[Rows from a pointing dataset]
┄┄┄┄┄┄┄┄┄┄┄┄┄┄┄┄┄┄┄┄
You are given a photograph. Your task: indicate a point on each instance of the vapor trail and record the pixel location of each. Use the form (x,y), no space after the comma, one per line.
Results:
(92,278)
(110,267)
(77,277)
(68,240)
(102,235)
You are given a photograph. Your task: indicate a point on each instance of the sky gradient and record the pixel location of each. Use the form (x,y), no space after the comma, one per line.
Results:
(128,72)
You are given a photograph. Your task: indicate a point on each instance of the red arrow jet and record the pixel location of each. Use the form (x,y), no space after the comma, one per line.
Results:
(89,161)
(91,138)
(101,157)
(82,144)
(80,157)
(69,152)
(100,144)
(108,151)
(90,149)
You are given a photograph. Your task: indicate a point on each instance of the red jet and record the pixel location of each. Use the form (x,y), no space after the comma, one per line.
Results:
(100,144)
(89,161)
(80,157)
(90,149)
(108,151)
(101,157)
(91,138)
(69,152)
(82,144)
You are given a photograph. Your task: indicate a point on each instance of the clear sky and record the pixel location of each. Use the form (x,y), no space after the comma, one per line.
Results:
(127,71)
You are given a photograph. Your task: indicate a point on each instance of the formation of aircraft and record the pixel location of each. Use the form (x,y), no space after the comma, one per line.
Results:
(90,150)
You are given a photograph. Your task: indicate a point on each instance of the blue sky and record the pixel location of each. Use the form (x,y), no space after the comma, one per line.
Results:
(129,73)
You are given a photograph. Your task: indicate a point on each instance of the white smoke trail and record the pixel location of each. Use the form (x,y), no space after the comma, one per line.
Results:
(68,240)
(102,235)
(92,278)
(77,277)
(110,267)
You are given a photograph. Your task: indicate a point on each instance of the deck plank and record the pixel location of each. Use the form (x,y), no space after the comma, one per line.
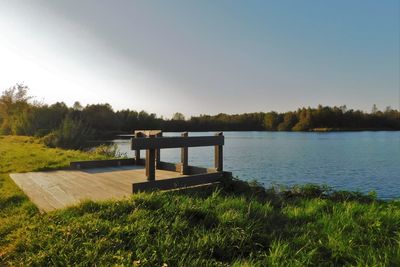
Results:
(51,190)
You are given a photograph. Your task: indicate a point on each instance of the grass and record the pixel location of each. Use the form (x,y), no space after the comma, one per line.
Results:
(239,224)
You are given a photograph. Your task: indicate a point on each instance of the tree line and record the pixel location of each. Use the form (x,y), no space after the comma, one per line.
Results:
(61,125)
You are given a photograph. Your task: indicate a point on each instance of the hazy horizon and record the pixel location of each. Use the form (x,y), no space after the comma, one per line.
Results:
(204,57)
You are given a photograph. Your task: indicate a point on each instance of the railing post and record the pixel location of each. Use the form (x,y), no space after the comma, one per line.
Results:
(150,163)
(218,156)
(137,152)
(158,153)
(184,157)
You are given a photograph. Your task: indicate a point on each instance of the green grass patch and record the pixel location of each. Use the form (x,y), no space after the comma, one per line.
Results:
(237,225)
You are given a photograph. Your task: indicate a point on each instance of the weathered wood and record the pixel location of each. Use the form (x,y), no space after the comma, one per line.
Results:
(148,132)
(101,163)
(158,152)
(176,142)
(184,157)
(51,190)
(137,151)
(178,182)
(151,161)
(218,155)
(167,166)
(176,167)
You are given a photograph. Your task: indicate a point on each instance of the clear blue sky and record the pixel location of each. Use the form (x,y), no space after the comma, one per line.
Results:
(204,57)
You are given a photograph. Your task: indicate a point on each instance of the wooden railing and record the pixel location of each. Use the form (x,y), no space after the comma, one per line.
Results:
(153,142)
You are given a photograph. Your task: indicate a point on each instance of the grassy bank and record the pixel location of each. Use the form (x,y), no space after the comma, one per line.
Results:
(239,224)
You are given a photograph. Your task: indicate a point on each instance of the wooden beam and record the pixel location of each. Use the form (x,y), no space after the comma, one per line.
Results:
(137,151)
(148,132)
(101,163)
(158,152)
(184,157)
(180,182)
(176,142)
(151,162)
(218,155)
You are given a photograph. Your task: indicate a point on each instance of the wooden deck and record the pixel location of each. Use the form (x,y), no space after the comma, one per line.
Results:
(51,190)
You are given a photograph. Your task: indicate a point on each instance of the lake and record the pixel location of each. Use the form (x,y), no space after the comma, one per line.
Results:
(360,161)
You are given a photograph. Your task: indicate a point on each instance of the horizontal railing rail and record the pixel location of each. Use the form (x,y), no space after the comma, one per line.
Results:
(176,142)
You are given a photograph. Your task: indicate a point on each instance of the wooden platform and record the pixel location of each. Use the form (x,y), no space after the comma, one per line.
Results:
(58,189)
┄┄┄┄┄┄┄┄┄┄┄┄┄┄┄┄┄┄┄┄
Rewrite all the entries above, replacing "photograph" with "image" and leaving everything else unchanged. Leave the pictures out of your answer.

Exercise output
You are given a image. Your task: indicate a point on each instance of the vapor trail and record the pixel location of each. Use the form (x,y), no space after the comma, one per line.
Results:
(92,278)
(110,267)
(77,277)
(68,240)
(102,235)
You are given a image. Your task: indicate a point on each instance of the sky gradient and record the pixel location of each. Use the form (x,y), no space after the comma, one per line.
Results:
(128,72)
You are given a image. Your task: indicate a point on each instance of the red arrow jet and record the pixel location of each. Use the form (x,y), no space after the comma, one per line.
Results:
(89,161)
(91,138)
(101,157)
(82,144)
(80,157)
(69,152)
(100,144)
(108,151)
(90,149)
You are given a image. Your task: indicate a point on each instance of the red jet and record the pixel location of each. Use the form (x,y), no space after the comma, one per line.
Results:
(100,144)
(89,161)
(80,157)
(90,149)
(108,151)
(101,157)
(91,138)
(69,152)
(82,144)
You are given a image. Your task: indicate a point on each instance of the clear sky and record the pixel location of each. Use the form (x,y), no space after the comma, one per line.
Results:
(127,71)
You are given a image. Your task: indicate a point on each instance of the formation of aircraft and record the pixel location of each. Use the form (x,y), no space after the comma, one per line.
Results:
(90,150)
You are given a image. Your task: indicate a point on each instance of the blue sky and record the pixel location of each. Use the form (x,y), no space after the comma, one per line.
Results:
(129,73)
You are given a image. Your task: indicate a point on each instance of the white smoke trail and record the pixel location of each. Use the form (x,y), no space after the comma, one per line.
Results:
(68,240)
(102,235)
(92,278)
(77,277)
(110,267)
You are given a image. Your task: indicate a point on each instance of the deck plank and record the pixel location of each. Use the form (x,y), no space after the comma, one per line.
Results:
(51,190)
You are given a image. Your task: indicate a point on each instance of the grass and record the pixel location of each. Use the form (x,y), no space after the comma, one per line.
Results:
(239,224)
You are given a image. Your task: indicate a point on each instance of the tree line and record the pixel location of each. Use the form (x,y), no space after the comma, one per line.
Results:
(61,125)
You are given a image. Your task: indicate a point on each instance of the hazy horizon and record the pixel location of each. Use the form (x,y), no space after the comma, one per line.
Results:
(204,57)
You are given a image. Your task: indicate a point on each instance of the railing post and record the pixel location of each. Use the form (x,y), no space after the comma, one per line.
Results:
(150,163)
(218,156)
(137,152)
(158,153)
(184,157)
You are given a image. Your task: indicate a point on each instance of the green grass patch and record the pixel location of each. Use the form (x,y), no space after the comma, one per line.
Results:
(237,225)
You are given a image. Your task: indicate a point on each instance of the weathered wood and record the pixel location of each. Use the form (x,y), no space after the comma, one per line.
Results:
(148,132)
(101,163)
(158,152)
(176,142)
(184,157)
(51,190)
(137,151)
(178,182)
(151,161)
(218,155)
(167,166)
(176,167)
You are given a image. Your task: indicate a point on each instance of the clear blue sky and record the pixel location of each. Use the form (x,y), no space after the comma, one per line.
Results:
(204,57)
You are given a image. Your task: indicate a point on each instance of the wooden railing and record the pixel location of each. Use the form (x,y), no space after the comma, one per line.
Results:
(153,142)
You are given a image. Your task: indicate a point on each instance of the grassy bank and record the pixel location of each. Use the form (x,y), no space after the comma, one per line.
Results:
(239,224)
You are given a image. Your task: indicate a point on each instance of the wooden beam and record the pixel location of each. Use the form (x,y), no space after the comma, one per line.
Results:
(137,151)
(148,132)
(101,163)
(158,152)
(184,157)
(180,182)
(176,142)
(151,162)
(218,155)
You are given a image. Your task: indicate a point on each instance of the wooden deck and record the pixel location of each. Use the form (x,y), no space after the comma, one per line.
Results:
(51,190)
You are given a image. Your task: indicate a point on each instance of the lake and record the pixel location of each. Use the form (x,y), no space after the comma, one per line.
Results:
(360,161)
You are given a image. Your task: indicate a point on each instance of the horizontal railing rail and record the pixel location of each. Use the form (x,y), no space after the comma, one per line.
Results:
(176,142)
You are given a image. Your task: indicate a point on each instance of the wooden platform and record the pixel location of each. Use the form (x,y), no space after the comma, one per line.
Results:
(58,189)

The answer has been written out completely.